INSTRUCCIÓN 1
Indica el número de filas de abajo que contienen la cadena "wall", distinguiendo entre mayúsculas y minúsculas, y responde solo con esa cifra.

TEXTO PARA LEER
■ ■ ■ ■ ■
# Web Scraping Exercise

## 1. Introduction and Planning

### Objective:
The goal of this exercise is to build a web scraper that collects data from a chosen website. You will learn how to send HTTP requests, parse HTML content, extract relevant data, and store it in a structured format.

### Tasks:
1. Identify the data you want to scrape.
2. Choose the target website(s).
3. Plan the structure of your project.

### Example:
For this exercise, we will scrape job listings from Indeed.com. We will extract job titles, company names, locations, and job descriptions.

## 2. Understanding the Target Website
### Objective:

Analyze the structure of the web pages to be scraped.
### Tasks:

* Inspect the target website using browser developer tools.
* Identify the HTML elements that contain the desired data.
■ ■ ■ ■ ■
INSTRUCCIÓN 2
Reproduce sin cambios el fragmento del texto sobre web scraping que empieza con "## 1. Introduction" y sigue hasta "a structured format.".
■ ■ ■ ■ ■
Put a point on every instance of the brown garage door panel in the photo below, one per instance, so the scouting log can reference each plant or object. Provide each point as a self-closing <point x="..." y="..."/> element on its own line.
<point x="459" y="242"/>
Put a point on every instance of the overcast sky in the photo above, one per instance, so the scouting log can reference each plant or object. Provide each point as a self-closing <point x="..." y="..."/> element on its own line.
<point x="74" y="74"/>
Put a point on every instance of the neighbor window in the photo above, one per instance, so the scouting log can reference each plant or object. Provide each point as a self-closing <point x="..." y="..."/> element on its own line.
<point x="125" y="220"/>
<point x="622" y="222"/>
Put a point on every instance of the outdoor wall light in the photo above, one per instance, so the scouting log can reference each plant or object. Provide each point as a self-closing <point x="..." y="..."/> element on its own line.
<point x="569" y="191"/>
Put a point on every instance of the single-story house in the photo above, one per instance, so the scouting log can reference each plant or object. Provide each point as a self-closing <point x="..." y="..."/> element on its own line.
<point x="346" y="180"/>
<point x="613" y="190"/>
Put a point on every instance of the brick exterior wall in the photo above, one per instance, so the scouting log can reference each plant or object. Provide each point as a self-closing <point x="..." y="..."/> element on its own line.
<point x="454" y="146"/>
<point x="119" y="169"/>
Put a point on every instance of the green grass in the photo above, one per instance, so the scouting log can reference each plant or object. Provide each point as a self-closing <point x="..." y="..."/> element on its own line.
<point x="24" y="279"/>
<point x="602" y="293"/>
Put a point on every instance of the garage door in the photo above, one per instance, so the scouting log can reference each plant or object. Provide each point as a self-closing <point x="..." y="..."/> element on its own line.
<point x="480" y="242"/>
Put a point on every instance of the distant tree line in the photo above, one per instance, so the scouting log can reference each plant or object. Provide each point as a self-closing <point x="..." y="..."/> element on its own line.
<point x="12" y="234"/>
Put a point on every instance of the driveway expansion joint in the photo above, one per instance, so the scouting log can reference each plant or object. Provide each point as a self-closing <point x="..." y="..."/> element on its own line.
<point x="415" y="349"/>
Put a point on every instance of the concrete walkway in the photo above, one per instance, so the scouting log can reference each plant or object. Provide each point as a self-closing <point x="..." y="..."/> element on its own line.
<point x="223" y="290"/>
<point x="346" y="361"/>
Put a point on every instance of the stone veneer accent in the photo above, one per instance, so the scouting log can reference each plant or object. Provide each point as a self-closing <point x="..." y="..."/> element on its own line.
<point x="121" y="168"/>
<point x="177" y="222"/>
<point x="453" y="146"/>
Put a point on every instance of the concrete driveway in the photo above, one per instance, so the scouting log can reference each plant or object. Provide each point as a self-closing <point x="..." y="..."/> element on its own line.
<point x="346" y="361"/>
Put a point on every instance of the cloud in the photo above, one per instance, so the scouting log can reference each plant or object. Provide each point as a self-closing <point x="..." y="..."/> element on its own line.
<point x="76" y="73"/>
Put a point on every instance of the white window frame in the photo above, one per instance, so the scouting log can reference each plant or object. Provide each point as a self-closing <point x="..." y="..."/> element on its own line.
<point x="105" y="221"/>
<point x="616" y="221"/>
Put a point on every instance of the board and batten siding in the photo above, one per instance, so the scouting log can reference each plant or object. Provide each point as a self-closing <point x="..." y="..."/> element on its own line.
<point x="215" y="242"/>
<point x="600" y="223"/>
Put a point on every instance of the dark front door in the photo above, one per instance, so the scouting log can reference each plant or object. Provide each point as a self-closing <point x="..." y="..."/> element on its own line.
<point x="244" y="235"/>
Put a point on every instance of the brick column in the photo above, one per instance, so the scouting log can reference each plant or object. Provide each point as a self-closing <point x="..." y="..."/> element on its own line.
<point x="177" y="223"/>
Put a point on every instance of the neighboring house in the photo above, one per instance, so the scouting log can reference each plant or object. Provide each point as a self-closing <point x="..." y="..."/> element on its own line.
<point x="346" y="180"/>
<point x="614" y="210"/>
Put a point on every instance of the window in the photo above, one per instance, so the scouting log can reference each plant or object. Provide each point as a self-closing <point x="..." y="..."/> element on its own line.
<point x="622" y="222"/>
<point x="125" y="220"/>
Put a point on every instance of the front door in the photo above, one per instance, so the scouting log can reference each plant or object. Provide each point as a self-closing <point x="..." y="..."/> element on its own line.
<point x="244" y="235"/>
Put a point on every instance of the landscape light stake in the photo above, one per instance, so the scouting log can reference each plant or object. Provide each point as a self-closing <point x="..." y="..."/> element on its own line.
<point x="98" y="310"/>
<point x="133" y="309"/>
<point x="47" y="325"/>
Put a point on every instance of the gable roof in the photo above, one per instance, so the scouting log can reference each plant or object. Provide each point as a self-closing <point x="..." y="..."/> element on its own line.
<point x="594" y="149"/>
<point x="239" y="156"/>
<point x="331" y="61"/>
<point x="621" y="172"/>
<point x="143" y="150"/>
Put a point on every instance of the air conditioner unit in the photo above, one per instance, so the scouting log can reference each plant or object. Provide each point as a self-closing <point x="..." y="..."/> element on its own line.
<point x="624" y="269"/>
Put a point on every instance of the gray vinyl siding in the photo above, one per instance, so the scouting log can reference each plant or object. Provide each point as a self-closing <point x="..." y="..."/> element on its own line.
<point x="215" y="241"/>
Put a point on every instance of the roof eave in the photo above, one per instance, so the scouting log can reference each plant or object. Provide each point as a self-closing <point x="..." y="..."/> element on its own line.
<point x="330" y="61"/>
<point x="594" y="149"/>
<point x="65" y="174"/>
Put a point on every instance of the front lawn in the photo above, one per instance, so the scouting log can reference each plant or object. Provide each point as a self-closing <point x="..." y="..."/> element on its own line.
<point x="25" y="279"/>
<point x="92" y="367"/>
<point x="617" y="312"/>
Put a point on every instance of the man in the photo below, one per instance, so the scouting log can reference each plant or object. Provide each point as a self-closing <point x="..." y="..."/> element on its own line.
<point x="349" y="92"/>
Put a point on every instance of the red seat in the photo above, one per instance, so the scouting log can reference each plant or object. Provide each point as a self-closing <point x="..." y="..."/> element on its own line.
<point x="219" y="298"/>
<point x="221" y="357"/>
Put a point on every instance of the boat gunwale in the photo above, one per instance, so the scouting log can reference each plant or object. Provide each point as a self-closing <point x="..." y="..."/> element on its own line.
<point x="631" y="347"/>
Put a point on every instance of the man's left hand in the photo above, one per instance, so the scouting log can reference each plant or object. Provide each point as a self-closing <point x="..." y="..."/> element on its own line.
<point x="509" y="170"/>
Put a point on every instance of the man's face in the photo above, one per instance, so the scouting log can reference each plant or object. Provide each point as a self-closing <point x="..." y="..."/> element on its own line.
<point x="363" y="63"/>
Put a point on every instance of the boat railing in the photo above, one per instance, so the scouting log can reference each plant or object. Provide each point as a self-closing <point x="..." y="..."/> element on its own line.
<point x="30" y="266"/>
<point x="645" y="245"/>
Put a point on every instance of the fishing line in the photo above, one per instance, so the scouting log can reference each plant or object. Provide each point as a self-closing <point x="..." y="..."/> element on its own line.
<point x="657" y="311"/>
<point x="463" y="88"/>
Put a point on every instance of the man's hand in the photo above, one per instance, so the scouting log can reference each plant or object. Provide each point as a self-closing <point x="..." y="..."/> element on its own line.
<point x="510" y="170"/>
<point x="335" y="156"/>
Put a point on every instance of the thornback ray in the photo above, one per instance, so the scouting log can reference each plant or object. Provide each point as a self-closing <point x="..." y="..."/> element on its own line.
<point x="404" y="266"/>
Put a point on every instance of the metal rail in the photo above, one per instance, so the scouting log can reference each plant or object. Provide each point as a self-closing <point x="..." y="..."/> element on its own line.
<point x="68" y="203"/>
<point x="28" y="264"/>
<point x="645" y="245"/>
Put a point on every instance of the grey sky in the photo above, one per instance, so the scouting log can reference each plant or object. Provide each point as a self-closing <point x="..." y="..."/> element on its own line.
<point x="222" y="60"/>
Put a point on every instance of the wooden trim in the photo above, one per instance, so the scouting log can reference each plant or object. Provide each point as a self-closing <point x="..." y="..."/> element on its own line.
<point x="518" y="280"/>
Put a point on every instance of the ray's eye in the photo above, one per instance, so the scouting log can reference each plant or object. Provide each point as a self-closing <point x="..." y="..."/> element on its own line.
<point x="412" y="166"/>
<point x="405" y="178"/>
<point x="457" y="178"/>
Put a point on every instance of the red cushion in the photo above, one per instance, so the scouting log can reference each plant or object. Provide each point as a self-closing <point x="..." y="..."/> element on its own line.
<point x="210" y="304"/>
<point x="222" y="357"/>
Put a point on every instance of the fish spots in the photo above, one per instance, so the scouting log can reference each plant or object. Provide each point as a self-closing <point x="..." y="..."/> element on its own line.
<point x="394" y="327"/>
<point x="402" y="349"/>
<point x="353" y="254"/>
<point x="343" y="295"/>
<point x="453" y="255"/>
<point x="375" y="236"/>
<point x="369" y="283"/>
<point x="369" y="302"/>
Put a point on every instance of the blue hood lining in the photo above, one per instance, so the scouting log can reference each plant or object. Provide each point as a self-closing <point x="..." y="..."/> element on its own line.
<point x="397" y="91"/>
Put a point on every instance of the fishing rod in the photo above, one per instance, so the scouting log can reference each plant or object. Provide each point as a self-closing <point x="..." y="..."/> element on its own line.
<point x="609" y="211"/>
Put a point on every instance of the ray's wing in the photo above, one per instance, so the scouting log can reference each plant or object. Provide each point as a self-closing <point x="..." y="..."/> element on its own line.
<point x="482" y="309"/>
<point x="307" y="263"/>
■ ■ ■ ■ ■
RESPUESTA ESCRITA 1
2

RESPUESTA ESCRITA 2
## 1. Introduction and Planning

### Objective:
The goal of this exercise is to build a web scraper that collects data from a chosen website. You will learn how to send HTTP requests, parse HTML content, extract relevant data, and store it in a structured format.